- [ТЕКСТ ДЛЯ ЧТЕНИЯ]
──────────────────────────────
Характер Габриэлы Мистраль — это скрещение контрастных линий.
Она была странной, отстраненной, скрытной в том, что касалось ее
личной жизни, но до предела исповедальной в поэзии, она была
сдержанной и безудержной, резкой и ранимой, скорой на помощь —
Скоропомощница! — и помнящей обиды, молчаливой и говорившей так
завораживающе, что в ее присутствии замолкали все. Ее глубокая вера
в Бога была сложной. В стихах и прозе Мистраль часто обращается к
Христу, но ей особо близки мученики и пророки Ветхого Завета, она
уверенно растворяет Бога в природе, в индейской мифологии и
настойчиво ищет опоры у Будды.
──────────────────────────────
- [СОХРАНЁННЫЕ СТРОКИ]
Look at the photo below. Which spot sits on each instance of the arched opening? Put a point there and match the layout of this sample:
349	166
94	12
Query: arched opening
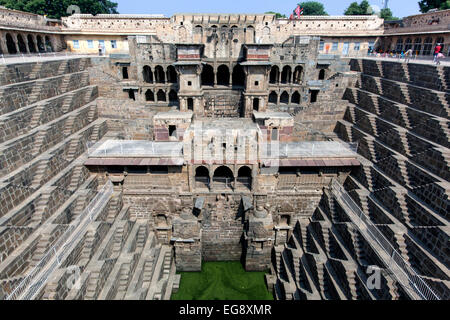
10	44
223	177
161	96
322	74
408	44
427	46
41	47
256	104
244	178
48	44
202	177
418	46
286	75
250	34
273	97
31	44
314	95
223	76
191	104
284	98
295	99
159	75
198	34
147	74
149	95
238	76
274	72
173	97
399	46
172	76
274	136
298	74
207	76
125	72
21	44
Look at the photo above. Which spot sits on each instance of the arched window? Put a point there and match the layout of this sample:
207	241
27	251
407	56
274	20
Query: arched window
──────────────────────────────
- [ЧТО НУЖНО СДЕЛАТЬ]
A – Перепишите без изменений фрагмент текста о Габриэле Мистраль, который открывается словами «Она была странной, отстраненной, скрытной» и завершается словами «опоры у Будды.».
B – Перечислите всех, к кому, согласно тексту о Габриэле Мистраль, она обращается, кто ей особо близок или у кого она ищет опоры, не считая самого Бога.

- [РЕЗУЛЬТАТЫ УПРАЖНЕНИЯ]
A –
Она была странной, отстраненной, скрытной в том, что касалось ее
личной жизни, но до предела исповедальной в поэзии, она была
сдержанной и безудержной, резкой и ранимой, скорой на помощь —
Скоропомощница! — и помнящей обиды, молчаливой и говорившей так
завораживающе, что в ее присутствии замолкали все. Ее глубокая вера
в Бога была сложной. В стихах и прозе Мистраль часто обращается к
Христу, но ей особо близки мученики и пророки Ветхого Завета, она
уверенно растворяет Бога в природе, в индейской мифологии и
настойчиво ищет опоры у Будды.

B – Христос; мученики Ветхого Завета; пророки Ветхого Завета; Будда.